■ RECORD EXCERPTS:

********

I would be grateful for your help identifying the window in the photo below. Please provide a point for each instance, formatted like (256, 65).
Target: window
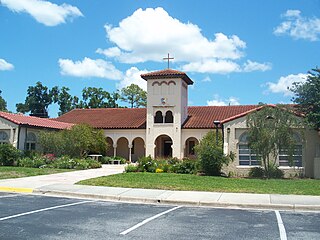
(246, 156)
(158, 118)
(169, 117)
(191, 147)
(296, 160)
(31, 141)
(4, 138)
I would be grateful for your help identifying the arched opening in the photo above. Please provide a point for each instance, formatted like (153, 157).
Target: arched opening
(110, 151)
(122, 148)
(163, 147)
(189, 147)
(31, 141)
(4, 138)
(158, 118)
(169, 117)
(138, 149)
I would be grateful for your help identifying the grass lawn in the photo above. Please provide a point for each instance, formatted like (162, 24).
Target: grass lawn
(16, 172)
(205, 183)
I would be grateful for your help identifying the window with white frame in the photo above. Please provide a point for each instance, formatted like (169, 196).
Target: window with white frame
(296, 161)
(246, 156)
(31, 141)
(4, 138)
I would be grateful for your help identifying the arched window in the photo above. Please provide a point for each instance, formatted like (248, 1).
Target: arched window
(4, 138)
(158, 118)
(169, 117)
(246, 155)
(31, 141)
(296, 161)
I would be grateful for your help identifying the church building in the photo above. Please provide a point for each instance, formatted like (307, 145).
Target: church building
(167, 127)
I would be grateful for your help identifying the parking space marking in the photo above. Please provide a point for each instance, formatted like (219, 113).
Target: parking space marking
(282, 230)
(148, 220)
(12, 195)
(42, 210)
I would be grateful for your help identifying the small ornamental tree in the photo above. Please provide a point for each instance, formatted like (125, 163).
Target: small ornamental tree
(210, 154)
(272, 129)
(79, 141)
(307, 96)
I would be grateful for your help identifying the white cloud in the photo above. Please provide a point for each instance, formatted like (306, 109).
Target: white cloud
(217, 101)
(5, 66)
(44, 12)
(299, 27)
(133, 76)
(250, 66)
(148, 34)
(285, 83)
(206, 79)
(89, 68)
(212, 66)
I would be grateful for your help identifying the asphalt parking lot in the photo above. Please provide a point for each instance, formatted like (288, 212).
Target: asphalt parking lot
(43, 217)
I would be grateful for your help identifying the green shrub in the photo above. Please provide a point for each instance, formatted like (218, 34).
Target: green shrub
(259, 172)
(9, 155)
(187, 166)
(35, 162)
(256, 172)
(131, 168)
(147, 164)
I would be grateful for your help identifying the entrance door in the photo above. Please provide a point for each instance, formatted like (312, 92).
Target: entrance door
(167, 151)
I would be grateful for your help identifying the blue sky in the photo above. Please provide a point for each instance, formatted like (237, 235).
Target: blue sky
(236, 52)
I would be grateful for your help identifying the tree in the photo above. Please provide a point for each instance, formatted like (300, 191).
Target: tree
(65, 101)
(210, 153)
(79, 141)
(134, 95)
(308, 97)
(272, 129)
(3, 103)
(38, 99)
(98, 98)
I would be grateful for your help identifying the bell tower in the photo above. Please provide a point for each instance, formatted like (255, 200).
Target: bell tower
(167, 110)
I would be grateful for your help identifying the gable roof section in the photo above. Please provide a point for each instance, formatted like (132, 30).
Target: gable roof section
(108, 118)
(167, 73)
(34, 121)
(204, 116)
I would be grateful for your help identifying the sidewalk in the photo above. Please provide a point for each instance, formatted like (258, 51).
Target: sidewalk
(62, 184)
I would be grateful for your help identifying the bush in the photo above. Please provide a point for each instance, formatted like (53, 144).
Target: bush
(187, 166)
(34, 162)
(259, 172)
(9, 155)
(256, 172)
(131, 168)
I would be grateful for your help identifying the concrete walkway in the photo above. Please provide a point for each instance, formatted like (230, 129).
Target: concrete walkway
(62, 184)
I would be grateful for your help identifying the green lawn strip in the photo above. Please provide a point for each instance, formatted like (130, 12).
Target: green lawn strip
(17, 172)
(187, 182)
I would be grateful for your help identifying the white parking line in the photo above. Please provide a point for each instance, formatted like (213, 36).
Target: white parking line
(13, 195)
(42, 210)
(282, 230)
(148, 220)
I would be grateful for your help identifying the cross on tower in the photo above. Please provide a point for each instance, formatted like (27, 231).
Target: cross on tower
(168, 58)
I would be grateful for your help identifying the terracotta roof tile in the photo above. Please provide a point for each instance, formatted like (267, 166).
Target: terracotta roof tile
(108, 118)
(34, 121)
(203, 117)
(167, 73)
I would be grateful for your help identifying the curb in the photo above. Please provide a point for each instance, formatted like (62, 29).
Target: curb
(15, 189)
(126, 199)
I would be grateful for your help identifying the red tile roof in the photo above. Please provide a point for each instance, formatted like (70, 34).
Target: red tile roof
(167, 73)
(108, 118)
(135, 118)
(204, 116)
(34, 121)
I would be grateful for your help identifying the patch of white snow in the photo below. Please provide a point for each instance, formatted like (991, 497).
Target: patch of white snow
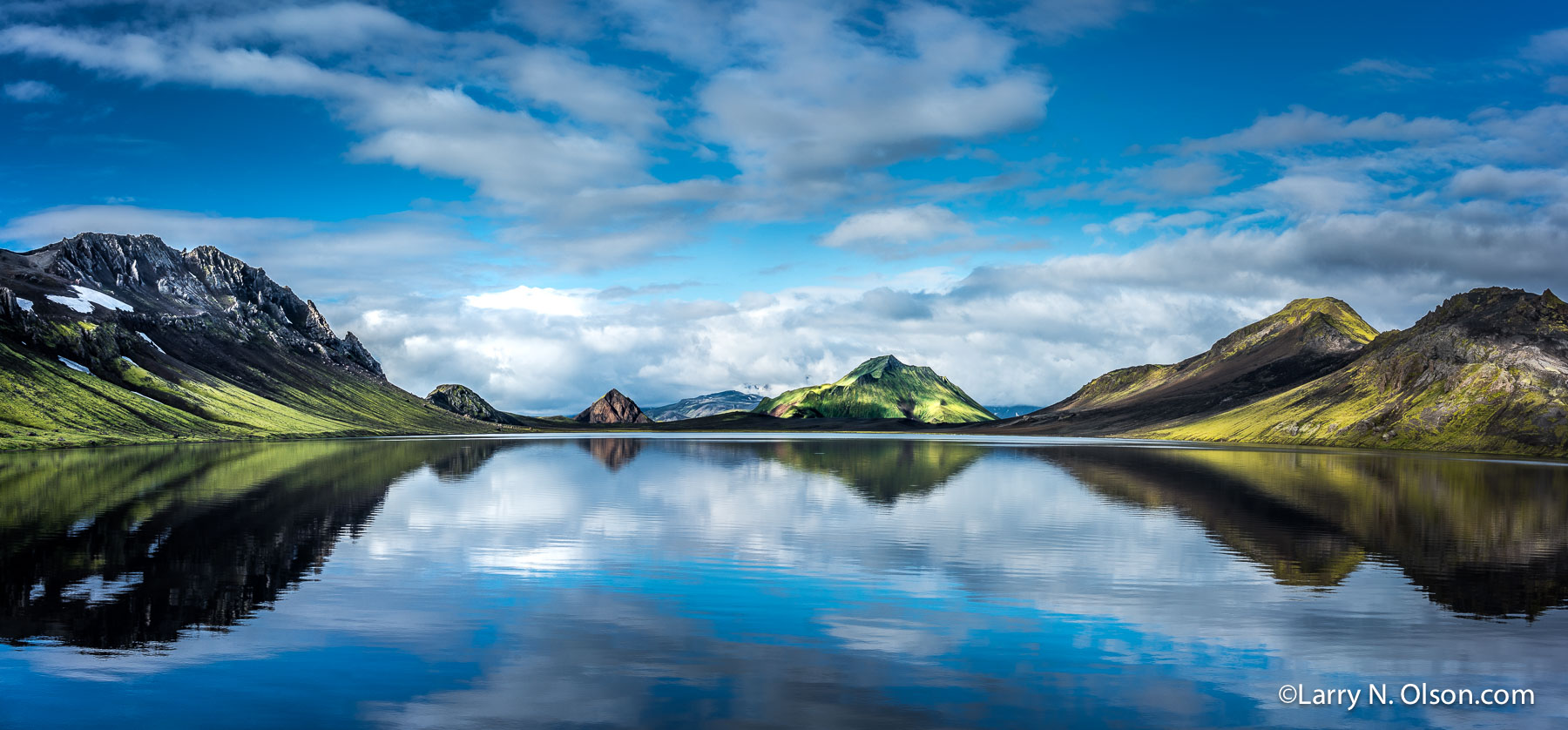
(86, 298)
(143, 335)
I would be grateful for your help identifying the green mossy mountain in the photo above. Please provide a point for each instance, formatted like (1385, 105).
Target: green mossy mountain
(464, 402)
(1299, 343)
(1484, 372)
(880, 388)
(117, 339)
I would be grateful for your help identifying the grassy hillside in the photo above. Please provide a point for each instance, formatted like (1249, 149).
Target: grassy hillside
(1303, 341)
(882, 388)
(199, 347)
(1485, 372)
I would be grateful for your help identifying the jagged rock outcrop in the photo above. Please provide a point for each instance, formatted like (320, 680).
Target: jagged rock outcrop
(464, 402)
(109, 339)
(613, 408)
(184, 290)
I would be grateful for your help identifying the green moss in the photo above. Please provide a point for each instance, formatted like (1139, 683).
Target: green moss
(880, 388)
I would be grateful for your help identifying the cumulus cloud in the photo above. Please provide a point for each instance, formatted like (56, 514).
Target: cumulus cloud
(1382, 68)
(1548, 47)
(896, 226)
(29, 91)
(1056, 21)
(1301, 127)
(814, 99)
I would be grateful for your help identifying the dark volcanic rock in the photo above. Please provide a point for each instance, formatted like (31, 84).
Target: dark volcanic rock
(613, 408)
(182, 292)
(464, 402)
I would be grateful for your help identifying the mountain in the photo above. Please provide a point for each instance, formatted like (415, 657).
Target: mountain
(880, 388)
(613, 408)
(1010, 411)
(112, 339)
(464, 402)
(705, 404)
(1484, 372)
(1305, 341)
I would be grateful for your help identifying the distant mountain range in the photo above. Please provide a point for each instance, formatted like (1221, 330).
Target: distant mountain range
(112, 339)
(880, 388)
(723, 402)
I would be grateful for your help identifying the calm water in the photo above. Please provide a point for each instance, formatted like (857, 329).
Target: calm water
(772, 582)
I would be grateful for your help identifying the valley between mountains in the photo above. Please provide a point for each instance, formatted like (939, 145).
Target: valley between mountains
(121, 339)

********

■ EXERCISE TASK: Write out the lines above word for word, starting at the line that contains "I would be grateful for your help identifying the distant" and continuing through the last line.

■ PROBLEM SOLUTION:
I would be grateful for your help identifying the distant mountain range in the photo above. Please provide a point for each instance, formatted like (1221, 330).
Target: distant mountain range
(112, 339)
(880, 388)
(723, 402)
I would be grateful for your help identifying the calm water in the photo above. Please provide a point for each instance, formatted like (857, 329).
Target: calm water
(772, 582)
I would be grateful for your help identifying the valley between mountains in the photo above. Please provide a point for each instance, formatted like (939, 145).
Target: valley between mountains
(121, 339)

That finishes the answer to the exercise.